== Source text ==

I write about alcoholism from time to time in this blog because I feel it has much common ground with schizophrenia. There is the condition itself, which I consider a spiritual conflict, but there is also the framework of Alcoholics Anonymous, involving a program, similar in some ways to the day program that our family was involved with for schizophrenia. AA is run by its members, not by medical professionals. In this regard, it is not like our day program.
No program is above criticism, and there is an interesting piece today from the Huffington Post that raises the question, how come, after seventy-five years of AA there aren't more success stories?
Given that AA started in 1935, that it is still not proven to be successful is beginning to be a bit worrisome. Do drinking and drug problems, alcoholism and addiction, seem to be improving in the United States? (Hint: according to the National Survey on Drug Use and Health, 25 percent of 21-year-old Americans have a diagnosable drug or alcohol problem -- far and away most often an alcohol problem.) Don't you think we might be doing a little better in this area after 75 years?

===
== Study material ==

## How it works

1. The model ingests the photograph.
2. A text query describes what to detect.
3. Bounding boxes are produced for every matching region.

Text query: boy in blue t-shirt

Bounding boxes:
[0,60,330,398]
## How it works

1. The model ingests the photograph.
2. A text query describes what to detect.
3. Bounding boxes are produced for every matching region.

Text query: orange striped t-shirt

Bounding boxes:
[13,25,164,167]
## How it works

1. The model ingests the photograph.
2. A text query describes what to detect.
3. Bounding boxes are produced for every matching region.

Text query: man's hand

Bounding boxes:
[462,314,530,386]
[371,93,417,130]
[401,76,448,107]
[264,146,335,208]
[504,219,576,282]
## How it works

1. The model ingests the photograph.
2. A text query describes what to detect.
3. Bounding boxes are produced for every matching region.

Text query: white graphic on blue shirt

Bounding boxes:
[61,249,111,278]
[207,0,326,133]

===

- Task to complete:
Resume the blog post on Alcoholics Anonymous and schizophrenia, picking up right after its last sentence. The rows are material of their own and have no connection to the blog post on Alcoholics Anonymous.

- Output of the task:
Robert Whitaker asks these kinds of questions and more in his new book Anatomy of an Epidemic. These kinds of questions kick-started my interest in alternative therapies. Surely, I thought, there should be better outcomes after all these years for schizophrenia than the bleak picture that is usually presented. There are better outcomes, but you've got to do a little digging to find out where they are.
These questions need to be explored, not just for AA but for current approaches to schizophrenia and other mental health conditions. Most people will not recover in a program - they will recover when they get to the bottom of whatever it is that is troubling them and when they begin to accept personal responsibility. That is why, as the article points out, a wide variety of treatment options should be available. There is no one size fits all when it comes to mental health.